● WORK TO BE COMPLETED: Rewrite the items from the line containing "of the large" through the end of the items, swapping "place a marker" for "put a pin" and leaving everything else unchanged.

● GIVEN DATA:
★ ★ ★ ★ ★

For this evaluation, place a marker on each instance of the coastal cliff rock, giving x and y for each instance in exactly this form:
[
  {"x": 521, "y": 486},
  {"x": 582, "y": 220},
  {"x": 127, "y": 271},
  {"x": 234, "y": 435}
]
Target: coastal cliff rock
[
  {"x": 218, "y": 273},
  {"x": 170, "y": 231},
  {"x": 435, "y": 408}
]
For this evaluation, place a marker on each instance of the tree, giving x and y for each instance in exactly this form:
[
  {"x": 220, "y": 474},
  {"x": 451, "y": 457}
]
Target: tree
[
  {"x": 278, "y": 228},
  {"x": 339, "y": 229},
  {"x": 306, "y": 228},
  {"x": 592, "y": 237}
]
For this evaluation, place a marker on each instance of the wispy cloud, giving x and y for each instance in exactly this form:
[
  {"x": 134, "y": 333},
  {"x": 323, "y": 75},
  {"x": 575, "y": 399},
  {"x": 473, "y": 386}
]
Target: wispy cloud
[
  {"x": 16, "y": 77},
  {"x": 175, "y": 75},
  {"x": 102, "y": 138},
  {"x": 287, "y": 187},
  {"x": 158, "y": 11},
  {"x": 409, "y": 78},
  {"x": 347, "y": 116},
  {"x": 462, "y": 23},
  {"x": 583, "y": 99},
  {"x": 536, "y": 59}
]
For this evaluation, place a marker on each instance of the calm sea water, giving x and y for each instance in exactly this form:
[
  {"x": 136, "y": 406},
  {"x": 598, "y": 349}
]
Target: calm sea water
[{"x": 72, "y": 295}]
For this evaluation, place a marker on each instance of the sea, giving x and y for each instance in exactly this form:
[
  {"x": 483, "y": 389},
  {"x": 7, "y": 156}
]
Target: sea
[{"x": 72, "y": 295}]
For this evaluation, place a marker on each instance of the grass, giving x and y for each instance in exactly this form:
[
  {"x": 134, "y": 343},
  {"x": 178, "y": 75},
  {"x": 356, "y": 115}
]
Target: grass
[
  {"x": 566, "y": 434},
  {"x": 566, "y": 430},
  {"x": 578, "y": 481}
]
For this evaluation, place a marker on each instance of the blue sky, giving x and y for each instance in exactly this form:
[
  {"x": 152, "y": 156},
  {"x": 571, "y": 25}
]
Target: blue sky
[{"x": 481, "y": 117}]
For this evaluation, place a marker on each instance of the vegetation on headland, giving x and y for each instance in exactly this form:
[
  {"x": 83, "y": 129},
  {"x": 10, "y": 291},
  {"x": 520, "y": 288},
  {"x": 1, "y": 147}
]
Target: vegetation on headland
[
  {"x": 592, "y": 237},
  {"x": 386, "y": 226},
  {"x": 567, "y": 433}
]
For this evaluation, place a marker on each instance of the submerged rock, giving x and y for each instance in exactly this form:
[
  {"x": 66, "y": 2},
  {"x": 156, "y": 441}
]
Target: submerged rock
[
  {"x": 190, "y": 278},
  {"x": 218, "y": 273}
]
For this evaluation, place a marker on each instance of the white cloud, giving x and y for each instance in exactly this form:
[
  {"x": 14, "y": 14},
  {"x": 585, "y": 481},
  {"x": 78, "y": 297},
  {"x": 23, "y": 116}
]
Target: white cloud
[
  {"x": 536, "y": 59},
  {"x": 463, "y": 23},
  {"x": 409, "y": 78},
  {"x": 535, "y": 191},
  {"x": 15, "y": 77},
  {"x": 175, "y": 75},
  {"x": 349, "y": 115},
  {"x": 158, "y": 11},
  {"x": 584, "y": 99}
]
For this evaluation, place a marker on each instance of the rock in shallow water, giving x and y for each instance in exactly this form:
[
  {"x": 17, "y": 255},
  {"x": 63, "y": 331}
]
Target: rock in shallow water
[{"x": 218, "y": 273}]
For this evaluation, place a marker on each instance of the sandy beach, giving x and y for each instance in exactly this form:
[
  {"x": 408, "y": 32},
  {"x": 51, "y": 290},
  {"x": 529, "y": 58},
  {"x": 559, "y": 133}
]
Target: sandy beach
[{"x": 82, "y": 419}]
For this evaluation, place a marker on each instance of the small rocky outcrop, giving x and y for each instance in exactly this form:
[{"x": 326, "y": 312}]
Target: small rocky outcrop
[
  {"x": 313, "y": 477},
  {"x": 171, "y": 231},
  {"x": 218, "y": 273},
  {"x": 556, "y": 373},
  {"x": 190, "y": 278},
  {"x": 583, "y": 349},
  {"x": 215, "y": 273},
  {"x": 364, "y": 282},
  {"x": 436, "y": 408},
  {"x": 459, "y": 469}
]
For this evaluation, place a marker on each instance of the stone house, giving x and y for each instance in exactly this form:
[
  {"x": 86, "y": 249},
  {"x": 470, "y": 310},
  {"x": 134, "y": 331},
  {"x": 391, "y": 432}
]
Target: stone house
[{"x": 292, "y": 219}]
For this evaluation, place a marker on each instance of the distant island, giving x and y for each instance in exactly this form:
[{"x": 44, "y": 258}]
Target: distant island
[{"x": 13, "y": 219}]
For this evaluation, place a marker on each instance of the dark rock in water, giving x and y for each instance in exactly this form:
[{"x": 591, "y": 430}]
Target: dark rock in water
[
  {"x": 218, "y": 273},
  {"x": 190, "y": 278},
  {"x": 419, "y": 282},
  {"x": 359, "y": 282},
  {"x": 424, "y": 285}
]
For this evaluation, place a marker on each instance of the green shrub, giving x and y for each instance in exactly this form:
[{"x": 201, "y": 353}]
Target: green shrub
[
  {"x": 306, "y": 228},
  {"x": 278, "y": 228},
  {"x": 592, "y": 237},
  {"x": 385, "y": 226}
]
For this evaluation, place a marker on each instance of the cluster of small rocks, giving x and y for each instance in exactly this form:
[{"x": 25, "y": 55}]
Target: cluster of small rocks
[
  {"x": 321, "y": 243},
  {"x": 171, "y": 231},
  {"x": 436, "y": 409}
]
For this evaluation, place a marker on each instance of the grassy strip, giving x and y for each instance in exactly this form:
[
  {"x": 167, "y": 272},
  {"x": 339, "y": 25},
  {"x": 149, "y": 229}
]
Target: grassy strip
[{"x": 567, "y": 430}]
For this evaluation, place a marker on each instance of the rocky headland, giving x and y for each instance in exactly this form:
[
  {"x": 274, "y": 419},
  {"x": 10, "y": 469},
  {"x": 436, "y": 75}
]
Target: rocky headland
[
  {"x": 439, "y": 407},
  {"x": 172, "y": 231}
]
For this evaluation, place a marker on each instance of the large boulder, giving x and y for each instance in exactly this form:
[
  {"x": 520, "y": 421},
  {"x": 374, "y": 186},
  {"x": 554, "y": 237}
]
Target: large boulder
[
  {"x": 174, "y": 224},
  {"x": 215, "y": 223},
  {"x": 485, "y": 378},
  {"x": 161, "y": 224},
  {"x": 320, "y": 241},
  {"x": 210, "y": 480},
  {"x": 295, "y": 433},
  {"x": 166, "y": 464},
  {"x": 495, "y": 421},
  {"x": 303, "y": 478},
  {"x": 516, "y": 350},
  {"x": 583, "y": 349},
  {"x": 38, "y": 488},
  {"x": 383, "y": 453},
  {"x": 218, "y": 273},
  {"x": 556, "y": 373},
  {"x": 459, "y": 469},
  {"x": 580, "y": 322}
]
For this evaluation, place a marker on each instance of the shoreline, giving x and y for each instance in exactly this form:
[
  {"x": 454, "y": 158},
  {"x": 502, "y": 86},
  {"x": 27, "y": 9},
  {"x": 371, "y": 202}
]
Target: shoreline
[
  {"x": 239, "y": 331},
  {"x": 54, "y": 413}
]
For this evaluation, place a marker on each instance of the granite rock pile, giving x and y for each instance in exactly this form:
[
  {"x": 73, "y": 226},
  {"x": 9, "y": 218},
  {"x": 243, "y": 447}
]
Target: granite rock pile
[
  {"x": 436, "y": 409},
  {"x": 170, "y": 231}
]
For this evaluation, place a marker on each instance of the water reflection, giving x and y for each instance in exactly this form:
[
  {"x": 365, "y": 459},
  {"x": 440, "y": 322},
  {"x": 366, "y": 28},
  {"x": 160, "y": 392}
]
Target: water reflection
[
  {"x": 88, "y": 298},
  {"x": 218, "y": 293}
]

★ ★ ★ ★ ★

● WRITTEN ANSWER:
For this evaluation, put a pin on each instance of the large boulder, giving x and y for each instance in exactly this form:
[
  {"x": 520, "y": 421},
  {"x": 374, "y": 186},
  {"x": 554, "y": 237}
]
Target: large boulder
[
  {"x": 174, "y": 224},
  {"x": 215, "y": 223},
  {"x": 485, "y": 378},
  {"x": 161, "y": 224},
  {"x": 320, "y": 241},
  {"x": 210, "y": 480},
  {"x": 295, "y": 433},
  {"x": 166, "y": 464},
  {"x": 495, "y": 421},
  {"x": 303, "y": 478},
  {"x": 516, "y": 350},
  {"x": 583, "y": 349},
  {"x": 38, "y": 488},
  {"x": 383, "y": 453},
  {"x": 218, "y": 273},
  {"x": 556, "y": 373},
  {"x": 459, "y": 469},
  {"x": 580, "y": 322}
]
For this evaluation, put a pin on each instance of the shoreline, giving x and y for each instance in exactly this form:
[
  {"x": 454, "y": 158},
  {"x": 502, "y": 86},
  {"x": 27, "y": 9},
  {"x": 371, "y": 202}
]
Target: shoreline
[
  {"x": 239, "y": 331},
  {"x": 54, "y": 413}
]
For this evaluation, put a pin on each instance of the granite rock pile, giving x and y for each instance in exactly this form:
[
  {"x": 73, "y": 226},
  {"x": 9, "y": 218},
  {"x": 243, "y": 447}
]
Target: granite rock pile
[
  {"x": 436, "y": 409},
  {"x": 170, "y": 231}
]
For this evaluation, put a pin on each instance of the water reflection, giving x and y for each instance in exactly this form:
[
  {"x": 365, "y": 459},
  {"x": 440, "y": 322},
  {"x": 366, "y": 28},
  {"x": 160, "y": 392}
]
Target: water reflection
[
  {"x": 88, "y": 298},
  {"x": 218, "y": 293}
]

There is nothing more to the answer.